## PASSAGE SHOWN
** START **

Metadata format: metadata is not a plain mapping of strings

8day · November 23, 2020, 2:27pm

Almost all build backends assume metadata to be a plain mapping of strings (distutils, setuptools, flit, poetry, etc.), when in reality RFC822 is much more complex. E.g., values in fields like Description can’t contain EOLs, but in reality they do, “email” body must contain only ASCII chars, but in reality there can be UTF-8 chars (missed bug after the switch from Python 2 to Python 3?), etc.

Even if you will use email to serialize supposedly RFC822-compliant metadata (actually, compliant with the latest standard, which seems to be RFC2822), so that str(email.message.Message) or str(email.message.EmailMessage) produced only ASCII characters with non-ASCII strings encoded in quoted-printable or base64, things won’t go as smooth as you’d expect:

Message encodes non-ASCII header values in base64.
Message.set_payload(string) passes content as is.
Message.set_payload(string, charset="utf-8") encodes content in base64.
EmailMessage passes non-ASCII header values as is.
EmailMessage.set_payload(string) passes content as is.
EmailMessage.set_payload(string, charset="utf-8") encodes content in base64.

** END **

(Coordinate labeling data)

** START **

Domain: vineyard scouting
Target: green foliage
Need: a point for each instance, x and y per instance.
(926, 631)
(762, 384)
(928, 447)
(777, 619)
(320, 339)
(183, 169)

** END **

## SHORT TASK 1
Answer these questions about the post on metadata format:
(a) Which build backends does the post name as assuming metadata is a plain mapping of strings?
(b) Which standard does the post say seems to be the latest one for this format?
(c) How does EmailMessage handle non-ASCII header values?
## SHORT TASK 2
Can you pick up the post on metadata format after its last sentence and continue it?
These records were drawn from a separate source.

## EXPECTED ANSWER 1
(a) distutils, setuptools, flit and poetry
(b) RFC2822
(c) It passes them as is.

## EXPECTED ANSWER 2
EmailMessage.set_content(string) encodes content in quoted-printable.
EmailMessage.set_content(string, charset="utf-8") encodes content in quoted-printable.

The only valid solution seems to be Message.set_payload(string, charset="utf-8"), but Message.add_header() accepts multiline strings w/o raising exception, keeping user ignorant of invalid input (against The Zen of Python). To make Message raise exceptions it must be created with special policy Message(policy = email.policy.strict). But that’s not all: to read decoded content you must call Message.get_content(decode = True).

While described issues may be fixed, it’s likely that there are much more. One example is that standard defines that only CRLF was used for EOLs, but people mention that some software doesn’t work with CRLF, but the one that works with CRLF also works with LF (well, these are email clients, so it may be not valid in case of Python’s metadata). Another example is that header values may contain parameters, and after parsing they become part of a value (Summary: Title; charset="utf-8"). With a wider acceptance of custom build backends, esp. in-tree build backends, there’s bound to be more software that generates invalid metadata due to underestimation of complexity of RFC822: if such a sizable package manager like poetry generates metadata from formatable strings, a project with lots of people working on it, there are likely to be many more packages with invalid metadata.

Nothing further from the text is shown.